▶ **Task goal**
Pull out every item below and reproduce each line word for word.

++++ Listed entries ++++

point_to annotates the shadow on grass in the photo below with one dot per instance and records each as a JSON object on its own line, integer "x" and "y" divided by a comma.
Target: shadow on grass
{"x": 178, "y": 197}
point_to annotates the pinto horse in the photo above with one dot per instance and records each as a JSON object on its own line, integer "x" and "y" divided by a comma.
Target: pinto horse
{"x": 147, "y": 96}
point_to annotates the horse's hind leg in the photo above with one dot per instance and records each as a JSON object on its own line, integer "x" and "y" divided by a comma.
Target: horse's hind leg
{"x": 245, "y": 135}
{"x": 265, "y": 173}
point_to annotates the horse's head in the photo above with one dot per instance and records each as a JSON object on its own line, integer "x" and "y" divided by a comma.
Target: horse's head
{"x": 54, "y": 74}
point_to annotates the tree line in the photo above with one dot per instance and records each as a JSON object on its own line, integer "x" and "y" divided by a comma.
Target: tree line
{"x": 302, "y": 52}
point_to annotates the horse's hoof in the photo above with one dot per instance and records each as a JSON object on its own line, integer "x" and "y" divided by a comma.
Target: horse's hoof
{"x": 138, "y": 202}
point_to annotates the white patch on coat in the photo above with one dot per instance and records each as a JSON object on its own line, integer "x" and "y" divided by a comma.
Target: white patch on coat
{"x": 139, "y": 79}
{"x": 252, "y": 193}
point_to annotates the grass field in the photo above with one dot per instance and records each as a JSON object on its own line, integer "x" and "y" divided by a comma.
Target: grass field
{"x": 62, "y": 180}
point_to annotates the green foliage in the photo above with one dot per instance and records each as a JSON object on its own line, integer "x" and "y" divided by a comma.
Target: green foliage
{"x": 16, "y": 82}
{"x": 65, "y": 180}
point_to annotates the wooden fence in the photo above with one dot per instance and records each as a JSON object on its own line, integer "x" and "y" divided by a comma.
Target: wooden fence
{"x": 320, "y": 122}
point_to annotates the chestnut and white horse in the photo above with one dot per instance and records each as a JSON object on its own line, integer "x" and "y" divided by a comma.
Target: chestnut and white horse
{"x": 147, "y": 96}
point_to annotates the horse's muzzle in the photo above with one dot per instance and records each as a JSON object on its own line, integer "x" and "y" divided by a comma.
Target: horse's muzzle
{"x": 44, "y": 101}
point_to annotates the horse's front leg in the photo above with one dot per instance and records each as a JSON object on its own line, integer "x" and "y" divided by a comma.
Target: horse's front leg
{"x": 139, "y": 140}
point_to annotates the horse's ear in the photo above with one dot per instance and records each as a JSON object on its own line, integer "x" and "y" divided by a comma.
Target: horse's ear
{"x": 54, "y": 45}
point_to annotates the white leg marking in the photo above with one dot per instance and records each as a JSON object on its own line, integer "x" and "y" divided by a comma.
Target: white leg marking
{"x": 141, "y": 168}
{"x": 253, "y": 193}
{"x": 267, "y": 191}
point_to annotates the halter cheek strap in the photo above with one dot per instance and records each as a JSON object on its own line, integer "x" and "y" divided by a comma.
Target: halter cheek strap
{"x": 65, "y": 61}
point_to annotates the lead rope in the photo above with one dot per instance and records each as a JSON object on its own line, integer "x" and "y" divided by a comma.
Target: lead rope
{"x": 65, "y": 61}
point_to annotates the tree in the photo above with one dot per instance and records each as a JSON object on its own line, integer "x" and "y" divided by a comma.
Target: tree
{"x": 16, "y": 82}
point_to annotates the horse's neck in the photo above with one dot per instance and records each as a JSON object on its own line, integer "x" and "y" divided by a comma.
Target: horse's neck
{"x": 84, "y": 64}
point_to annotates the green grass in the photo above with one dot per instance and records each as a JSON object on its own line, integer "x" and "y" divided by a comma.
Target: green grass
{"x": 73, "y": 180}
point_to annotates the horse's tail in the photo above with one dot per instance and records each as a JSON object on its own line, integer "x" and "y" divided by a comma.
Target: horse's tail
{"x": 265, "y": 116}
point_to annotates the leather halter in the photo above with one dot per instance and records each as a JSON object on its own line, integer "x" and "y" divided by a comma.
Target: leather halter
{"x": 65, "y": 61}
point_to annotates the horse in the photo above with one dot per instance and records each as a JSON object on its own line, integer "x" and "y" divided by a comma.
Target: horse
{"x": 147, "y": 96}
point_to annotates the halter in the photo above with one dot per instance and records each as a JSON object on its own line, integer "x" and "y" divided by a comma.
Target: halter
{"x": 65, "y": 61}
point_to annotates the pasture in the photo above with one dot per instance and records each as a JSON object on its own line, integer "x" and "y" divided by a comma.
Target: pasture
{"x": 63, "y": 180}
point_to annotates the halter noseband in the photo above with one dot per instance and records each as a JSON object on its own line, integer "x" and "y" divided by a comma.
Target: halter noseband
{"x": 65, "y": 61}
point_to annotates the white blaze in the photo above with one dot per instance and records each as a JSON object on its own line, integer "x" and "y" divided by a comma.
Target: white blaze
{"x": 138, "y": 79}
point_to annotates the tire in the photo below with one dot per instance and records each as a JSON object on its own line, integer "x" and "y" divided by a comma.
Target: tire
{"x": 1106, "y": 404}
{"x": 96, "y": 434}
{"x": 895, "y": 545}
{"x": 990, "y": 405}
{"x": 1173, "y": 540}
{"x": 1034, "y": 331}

++++

▶ **The result**
point_to annotates the shadow on grass in the photo below with one dot per instance and records each as a JSON object on its own line, integer "x" and "y" divided by a comma.
Target: shadow on grass
{"x": 178, "y": 197}
point_to annotates the pinto horse in the photo above with one dot per instance and records each as a JSON object on its own line, integer "x" and "y" divided by a comma.
Target: pinto horse
{"x": 147, "y": 96}
point_to annotates the horse's hind leg in the photo above with one dot per instance and records each as a JSON object on its own line, integer "x" and "y" divided by a comma.
Target: horse's hind leg
{"x": 245, "y": 135}
{"x": 265, "y": 173}
point_to annotates the horse's head in the photo above with one dot per instance and records each as a JSON object on its own line, integer "x" and "y" divided by a comma.
Target: horse's head
{"x": 54, "y": 74}
point_to annotates the tree line in the photo above with one dot per instance and records each as a JSON object on its own line, integer "x" and "y" divided by a comma.
Target: tree line
{"x": 302, "y": 52}
point_to annotates the horse's hoof in the photo above with one dot per instance and records each as a JSON object on its own line, integer "x" and "y" divided by a comma.
Target: horse's hoof
{"x": 138, "y": 202}
point_to annotates the white patch on coat in the photo above with one dot per instance and records each as a JSON object on its own line, integer "x" and "y" divided by a comma.
Target: white patch on coat
{"x": 139, "y": 79}
{"x": 252, "y": 193}
point_to annotates the grass field in the photo above with one dot per instance and records each as a JSON object on its own line, integer "x" and "y" divided by a comma.
Target: grass field
{"x": 62, "y": 180}
point_to annotates the green foliage in the photo above with one dot per instance and records each as a JSON object on its own line, integer "x" and "y" divided by a comma.
Target: green foliage
{"x": 16, "y": 82}
{"x": 65, "y": 180}
point_to annotates the wooden fence in the photo above with one dot per instance and records each as a JSON object on its own line, integer "x" and "y" divided by a comma.
Target: wooden fence
{"x": 320, "y": 122}
point_to annotates the chestnut and white horse in the photo above with one dot per instance and records each as a JSON object on its own line, integer "x" and "y" divided by a comma.
Target: chestnut and white horse
{"x": 147, "y": 96}
point_to annotates the horse's muzzle in the photo above with one dot per instance and records each as a JSON object on its own line, integer "x" and "y" divided by a comma.
Target: horse's muzzle
{"x": 44, "y": 101}
point_to annotates the horse's front leg in the photo above with one dot per instance and records each as a JSON object on its own line, integer "x" and "y" divided by a comma.
Target: horse's front leg
{"x": 139, "y": 140}
point_to annotates the horse's ear in the photo above with one dot per instance and records each as a JSON object on its own line, integer "x" and "y" divided by a comma.
Target: horse's ear
{"x": 54, "y": 45}
point_to annotates the white leg marking in the photo above with one dot per instance and records each as a JSON object on its own line, integer "x" and "y" divided by a comma.
Target: white leg marking
{"x": 141, "y": 168}
{"x": 253, "y": 193}
{"x": 267, "y": 191}
point_to annotates the halter cheek strap in the photo above with one dot per instance and records each as a JSON object on its own line, integer "x" and "y" divided by a comma.
Target: halter cheek strap
{"x": 65, "y": 61}
point_to annotates the lead rope in the photo above with one dot per instance and records each as a JSON object on its own line, integer "x" and "y" divided by a comma.
Target: lead rope
{"x": 65, "y": 61}
point_to annotates the tree in the photo above with one dot per instance and records each as a JSON object on its own line, integer "x" and "y" divided by a comma.
Target: tree
{"x": 16, "y": 82}
point_to annotates the horse's neck in the photo above with one dot per instance and records each as a JSON object on its own line, integer "x" and "y" divided by a comma.
Target: horse's neck
{"x": 84, "y": 64}
point_to annotates the green grass in the photo above with one dot per instance and records each as a JSON object on its own line, integer "x" and "y" divided by a comma.
Target: green grass
{"x": 73, "y": 180}
point_to annotates the horse's tail in the photo above with one dot per instance and records each as a JSON object on its own line, integer "x" and "y" divided by a comma.
Target: horse's tail
{"x": 265, "y": 116}
point_to annotates the leather halter in the photo above with one dot per instance and records each as a JSON object on its own line, integer "x" and "y" divided by a comma.
Target: leather halter
{"x": 65, "y": 61}
point_to annotates the horse in the photo above with one dot per instance and records each as a JSON object on its own line, integer "x" and "y" divided by a comma.
Target: horse
{"x": 147, "y": 96}
point_to annotates the halter in the photo above with one dot per instance and records each as a JSON object on its own line, integer "x" and "y" divided by a comma.
Target: halter
{"x": 65, "y": 61}
point_to annotates the pasture in the photo above with one dot per instance and records each as a JSON object on its own line, integer "x" and "y" divided by a comma.
Target: pasture
{"x": 63, "y": 180}
point_to annotates the halter noseband in the photo above with one dot per instance and records each as a JSON object on its own line, integer "x" and "y" divided by a comma.
Target: halter noseband
{"x": 65, "y": 61}
point_to annotates the white blaze in the photo above with one dot per instance and records each as a JSON object on its own line, integer "x" and "y" divided by a comma.
Target: white blaze
{"x": 138, "y": 79}
point_to annotates the tire in the photo below with one dot per instance and records each as a JSON object on its own line, integer "x" and "y" divided by a comma.
Target: tire
{"x": 1106, "y": 404}
{"x": 96, "y": 434}
{"x": 895, "y": 545}
{"x": 990, "y": 405}
{"x": 1173, "y": 540}
{"x": 1034, "y": 331}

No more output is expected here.